--- PROVIDED TEXT ---
::::::::
What is Content Anyway?

Unearthing the basics

One of my English teachers liked to say that there’s nothing new under the sun. “We had birds before post offices became a thing,” she’d say, dramatizing wildly with her hands. “We rode horses before cars and even told tales by moonlight before writing books. You see, different vehicles, same function.”

 

I’d forgotten all about her lessons until I deep-dived into AI writing tools and found that, throughout history, evolving media technologies have changed how we connect, receive information, and respond to changes in our environment. We’ve moved from relying on town criers to having the news on our palms, from experiencing music and drama on stage to having them plugged in our ears, from waiting days for messages to receiving them in seconds, from distant sources of information to more accessible media held together by the world wide web, the internet — which has not only redefined media consumption but narrowed the avenues for creative expression, turning large swaths of consumers into producers and potentiating the $104 billion creator economy that has injected the word content into our everyday lexicon. 

 

From TikTok videos to blog posts, content pieces have become a staple in our everyday lives. We create, consume, and invest in them; and use them to inform, educate, persuade, and entertain. Yet they remain the only consistent but rarely—if at all—defined element of the media evolution. 

So, What is Content?

Merriam-Webster sums up content in two simple words: something contained. Examples? Water in a bottle. Flower in a vase. Words in a book. Wax in your ear. Pasta on a plate. Cloves in a spice jar. Pupils in your eyes. Threads in a dress. Lines on your palms. Phlegm in your throat. A bean in a pod. Paint in an art piece. You get the gist.  

 

These aren’t typically what we refer to as content. They’re not videos, articles, pictures, infographics, or any other content piece on the web. But the definition, something contained, provides a bare-bones understanding of content. It tells us that, at its core, content is any material that gives meaning to another material. A plate is useless without food (or water or paint or whatever else we use plates for). A drawer is merely an empty box without keys, notepads, underwear, jewelry, etc. The sky is (god knows what) without the clouds and the gases it holds.
::::::::
--- AIM A ---
Can you retype everything in the listing below, from the line containing "Every instance of the balcony" down to the end of the listing, copying each line verbatim?

--- ENTRIES SUPPLIED ---
::::::::
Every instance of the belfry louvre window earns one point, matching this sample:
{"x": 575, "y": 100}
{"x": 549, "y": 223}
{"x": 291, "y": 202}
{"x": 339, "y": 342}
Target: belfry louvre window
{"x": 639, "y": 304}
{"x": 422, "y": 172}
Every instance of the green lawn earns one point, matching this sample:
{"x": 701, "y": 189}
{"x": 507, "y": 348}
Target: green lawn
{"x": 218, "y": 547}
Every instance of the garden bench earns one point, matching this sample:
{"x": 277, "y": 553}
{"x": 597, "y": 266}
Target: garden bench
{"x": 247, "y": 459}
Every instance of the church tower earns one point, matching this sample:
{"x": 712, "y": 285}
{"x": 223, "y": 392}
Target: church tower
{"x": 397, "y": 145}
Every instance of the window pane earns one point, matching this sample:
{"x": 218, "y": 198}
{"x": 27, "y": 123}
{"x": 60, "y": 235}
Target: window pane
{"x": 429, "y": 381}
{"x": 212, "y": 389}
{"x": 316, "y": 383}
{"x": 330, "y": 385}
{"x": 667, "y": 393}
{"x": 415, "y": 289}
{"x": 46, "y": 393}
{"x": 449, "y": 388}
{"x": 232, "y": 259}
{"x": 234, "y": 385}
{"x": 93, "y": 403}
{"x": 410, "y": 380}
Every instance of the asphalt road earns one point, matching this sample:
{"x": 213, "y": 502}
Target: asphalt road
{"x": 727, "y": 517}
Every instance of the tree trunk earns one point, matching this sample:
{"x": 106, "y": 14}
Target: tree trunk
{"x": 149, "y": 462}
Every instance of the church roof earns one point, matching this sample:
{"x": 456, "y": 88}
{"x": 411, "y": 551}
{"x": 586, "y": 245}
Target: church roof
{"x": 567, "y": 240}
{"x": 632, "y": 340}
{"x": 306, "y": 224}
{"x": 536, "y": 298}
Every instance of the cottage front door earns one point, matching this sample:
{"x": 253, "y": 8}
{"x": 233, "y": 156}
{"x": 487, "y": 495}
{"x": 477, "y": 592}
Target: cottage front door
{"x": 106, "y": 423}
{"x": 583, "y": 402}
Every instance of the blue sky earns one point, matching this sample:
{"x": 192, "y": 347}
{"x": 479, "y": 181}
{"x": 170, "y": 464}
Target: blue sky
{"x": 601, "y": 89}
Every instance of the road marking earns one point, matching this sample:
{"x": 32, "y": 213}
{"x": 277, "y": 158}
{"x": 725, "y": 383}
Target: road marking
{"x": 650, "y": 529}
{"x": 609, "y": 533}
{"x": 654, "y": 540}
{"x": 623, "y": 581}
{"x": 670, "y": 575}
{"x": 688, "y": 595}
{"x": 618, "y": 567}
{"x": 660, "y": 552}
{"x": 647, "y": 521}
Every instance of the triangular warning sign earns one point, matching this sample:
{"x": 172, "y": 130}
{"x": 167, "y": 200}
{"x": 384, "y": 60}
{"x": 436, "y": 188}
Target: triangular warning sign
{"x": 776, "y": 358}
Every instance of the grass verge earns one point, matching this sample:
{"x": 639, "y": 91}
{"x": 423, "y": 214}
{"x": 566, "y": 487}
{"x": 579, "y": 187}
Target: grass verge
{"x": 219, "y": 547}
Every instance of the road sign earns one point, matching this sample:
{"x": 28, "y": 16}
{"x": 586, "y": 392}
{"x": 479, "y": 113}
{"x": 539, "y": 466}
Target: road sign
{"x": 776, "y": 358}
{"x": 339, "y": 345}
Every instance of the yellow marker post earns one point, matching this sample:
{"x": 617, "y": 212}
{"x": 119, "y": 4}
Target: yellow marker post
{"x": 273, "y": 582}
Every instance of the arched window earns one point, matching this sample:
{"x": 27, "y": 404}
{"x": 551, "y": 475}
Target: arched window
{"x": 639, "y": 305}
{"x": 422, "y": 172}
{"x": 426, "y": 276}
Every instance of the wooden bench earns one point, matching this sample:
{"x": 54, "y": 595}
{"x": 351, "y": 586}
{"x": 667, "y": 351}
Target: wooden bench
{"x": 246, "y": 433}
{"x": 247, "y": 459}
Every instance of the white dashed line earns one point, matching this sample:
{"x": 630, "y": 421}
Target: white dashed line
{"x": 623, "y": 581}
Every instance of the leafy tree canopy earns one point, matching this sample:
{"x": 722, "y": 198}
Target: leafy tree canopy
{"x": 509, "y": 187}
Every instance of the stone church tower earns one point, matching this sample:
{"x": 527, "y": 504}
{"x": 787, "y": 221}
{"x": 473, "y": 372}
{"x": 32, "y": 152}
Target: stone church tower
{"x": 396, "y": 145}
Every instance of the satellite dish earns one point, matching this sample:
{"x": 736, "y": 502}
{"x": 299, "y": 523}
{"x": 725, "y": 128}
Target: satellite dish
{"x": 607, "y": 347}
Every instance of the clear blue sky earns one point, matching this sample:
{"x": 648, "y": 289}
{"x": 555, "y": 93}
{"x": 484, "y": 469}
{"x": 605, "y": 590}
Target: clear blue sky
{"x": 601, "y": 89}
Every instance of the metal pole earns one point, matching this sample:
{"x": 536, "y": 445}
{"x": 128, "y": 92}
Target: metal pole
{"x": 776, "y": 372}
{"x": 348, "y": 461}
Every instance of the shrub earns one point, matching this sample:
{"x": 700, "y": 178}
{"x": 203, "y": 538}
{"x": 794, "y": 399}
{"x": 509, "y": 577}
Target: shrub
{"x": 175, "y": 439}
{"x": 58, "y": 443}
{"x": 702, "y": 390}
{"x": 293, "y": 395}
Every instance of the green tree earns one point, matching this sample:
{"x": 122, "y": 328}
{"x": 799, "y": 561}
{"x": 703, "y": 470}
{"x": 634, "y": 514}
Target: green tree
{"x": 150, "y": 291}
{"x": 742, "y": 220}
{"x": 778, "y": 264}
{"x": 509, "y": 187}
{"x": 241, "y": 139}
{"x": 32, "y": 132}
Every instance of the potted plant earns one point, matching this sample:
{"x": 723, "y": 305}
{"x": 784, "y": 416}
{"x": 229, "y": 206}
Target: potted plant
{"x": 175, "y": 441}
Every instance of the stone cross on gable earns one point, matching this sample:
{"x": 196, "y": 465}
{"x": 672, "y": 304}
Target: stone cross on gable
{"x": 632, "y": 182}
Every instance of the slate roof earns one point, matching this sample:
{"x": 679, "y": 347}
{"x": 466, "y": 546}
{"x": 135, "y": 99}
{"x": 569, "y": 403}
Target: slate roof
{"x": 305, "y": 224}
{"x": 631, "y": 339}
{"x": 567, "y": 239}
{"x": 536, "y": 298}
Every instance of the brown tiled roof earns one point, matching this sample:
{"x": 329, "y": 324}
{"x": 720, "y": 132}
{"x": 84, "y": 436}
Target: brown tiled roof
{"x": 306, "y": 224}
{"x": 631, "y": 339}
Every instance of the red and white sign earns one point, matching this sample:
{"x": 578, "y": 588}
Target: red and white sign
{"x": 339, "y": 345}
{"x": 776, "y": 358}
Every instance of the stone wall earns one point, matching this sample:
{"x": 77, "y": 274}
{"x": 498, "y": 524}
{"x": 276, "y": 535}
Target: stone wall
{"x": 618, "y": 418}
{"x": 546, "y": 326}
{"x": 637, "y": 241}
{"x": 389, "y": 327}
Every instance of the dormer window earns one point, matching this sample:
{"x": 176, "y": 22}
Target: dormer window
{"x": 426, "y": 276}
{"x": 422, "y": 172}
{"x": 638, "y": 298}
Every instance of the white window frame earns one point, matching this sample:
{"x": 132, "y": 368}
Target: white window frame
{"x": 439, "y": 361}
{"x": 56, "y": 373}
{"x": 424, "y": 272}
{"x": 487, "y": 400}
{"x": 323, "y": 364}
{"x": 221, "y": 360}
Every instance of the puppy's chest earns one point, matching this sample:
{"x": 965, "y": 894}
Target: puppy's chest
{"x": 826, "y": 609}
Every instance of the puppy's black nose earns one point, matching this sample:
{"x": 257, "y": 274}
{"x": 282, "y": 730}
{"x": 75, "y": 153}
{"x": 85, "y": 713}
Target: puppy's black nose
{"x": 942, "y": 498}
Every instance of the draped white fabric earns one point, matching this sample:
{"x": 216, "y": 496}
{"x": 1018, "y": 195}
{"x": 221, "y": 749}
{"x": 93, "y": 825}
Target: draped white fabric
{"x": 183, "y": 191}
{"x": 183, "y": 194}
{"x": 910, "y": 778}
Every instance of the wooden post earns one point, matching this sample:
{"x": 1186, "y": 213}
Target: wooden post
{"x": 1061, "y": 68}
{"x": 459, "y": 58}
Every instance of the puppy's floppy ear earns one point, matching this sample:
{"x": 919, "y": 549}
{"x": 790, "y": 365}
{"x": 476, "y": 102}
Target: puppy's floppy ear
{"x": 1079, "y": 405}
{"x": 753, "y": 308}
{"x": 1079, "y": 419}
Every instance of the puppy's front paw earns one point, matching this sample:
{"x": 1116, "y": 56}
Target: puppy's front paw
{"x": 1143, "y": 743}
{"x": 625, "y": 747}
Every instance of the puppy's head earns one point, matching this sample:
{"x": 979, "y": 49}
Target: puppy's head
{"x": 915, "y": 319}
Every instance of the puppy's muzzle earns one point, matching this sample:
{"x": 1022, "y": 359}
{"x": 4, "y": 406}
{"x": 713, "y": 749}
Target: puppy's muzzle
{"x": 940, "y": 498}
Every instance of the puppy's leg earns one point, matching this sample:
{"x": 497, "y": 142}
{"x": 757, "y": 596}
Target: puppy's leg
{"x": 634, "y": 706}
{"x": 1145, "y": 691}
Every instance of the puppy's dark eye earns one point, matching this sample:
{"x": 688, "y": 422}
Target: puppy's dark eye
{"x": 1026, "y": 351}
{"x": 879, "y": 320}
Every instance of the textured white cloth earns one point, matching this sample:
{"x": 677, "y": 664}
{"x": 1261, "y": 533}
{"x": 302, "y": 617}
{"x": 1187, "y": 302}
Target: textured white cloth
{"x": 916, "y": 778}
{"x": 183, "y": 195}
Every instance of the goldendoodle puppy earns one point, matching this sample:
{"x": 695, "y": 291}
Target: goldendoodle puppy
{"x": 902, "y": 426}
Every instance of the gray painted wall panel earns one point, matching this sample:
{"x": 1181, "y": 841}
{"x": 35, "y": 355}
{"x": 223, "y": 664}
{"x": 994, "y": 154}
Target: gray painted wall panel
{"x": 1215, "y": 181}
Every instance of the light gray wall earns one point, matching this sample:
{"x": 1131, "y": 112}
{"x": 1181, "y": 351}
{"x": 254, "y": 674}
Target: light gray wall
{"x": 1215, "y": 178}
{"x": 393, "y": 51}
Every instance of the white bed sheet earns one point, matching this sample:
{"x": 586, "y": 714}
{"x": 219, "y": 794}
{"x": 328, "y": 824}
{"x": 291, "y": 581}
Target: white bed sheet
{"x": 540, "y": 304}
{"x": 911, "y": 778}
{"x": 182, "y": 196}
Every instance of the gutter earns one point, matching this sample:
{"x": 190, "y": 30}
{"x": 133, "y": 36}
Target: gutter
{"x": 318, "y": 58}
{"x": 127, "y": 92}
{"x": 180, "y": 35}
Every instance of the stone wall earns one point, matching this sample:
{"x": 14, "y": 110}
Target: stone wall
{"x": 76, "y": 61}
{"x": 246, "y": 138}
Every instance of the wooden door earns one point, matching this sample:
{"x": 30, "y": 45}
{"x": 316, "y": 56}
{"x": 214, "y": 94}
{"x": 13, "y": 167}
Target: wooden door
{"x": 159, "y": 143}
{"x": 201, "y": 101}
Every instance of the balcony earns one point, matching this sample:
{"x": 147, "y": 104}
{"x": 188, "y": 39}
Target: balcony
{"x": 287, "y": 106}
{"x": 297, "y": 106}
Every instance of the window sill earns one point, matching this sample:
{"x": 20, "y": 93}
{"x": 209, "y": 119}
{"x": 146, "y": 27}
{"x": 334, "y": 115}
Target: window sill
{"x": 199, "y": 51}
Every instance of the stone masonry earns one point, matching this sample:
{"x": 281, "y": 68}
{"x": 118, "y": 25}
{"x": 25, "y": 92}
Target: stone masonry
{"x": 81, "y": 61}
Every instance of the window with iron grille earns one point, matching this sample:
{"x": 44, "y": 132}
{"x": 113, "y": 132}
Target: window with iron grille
::::::::
--- AIM B ---
Answer these questions from the piece on content:
(i) What dollar figure does it give for the creator economy?
(ii) In what two words does Merriam-Webster sum up content?
(iii) What did the writer's English teacher like to say?

--- FULL SOLUTION A ---
Every instance of the balcony earns one point, matching this sample:
{"x": 147, "y": 104}
{"x": 188, "y": 39}
Target: balcony
{"x": 287, "y": 106}
{"x": 297, "y": 106}
Every instance of the window sill earns one point, matching this sample:
{"x": 20, "y": 93}
{"x": 209, "y": 119}
{"x": 146, "y": 27}
{"x": 334, "y": 115}
Target: window sill
{"x": 199, "y": 51}
Every instance of the stone masonry earns one point, matching this sample:
{"x": 281, "y": 68}
{"x": 118, "y": 25}
{"x": 25, "y": 92}
Target: stone masonry
{"x": 81, "y": 61}
Every instance of the window with iron grille earns one point, matching this sample:
{"x": 44, "y": 132}
{"x": 113, "y": 132}
Target: window with iron grille

--- FULL SOLUTION B ---
(i) $104 billion
(ii) Something contained
(iii) That there's nothing new under the sun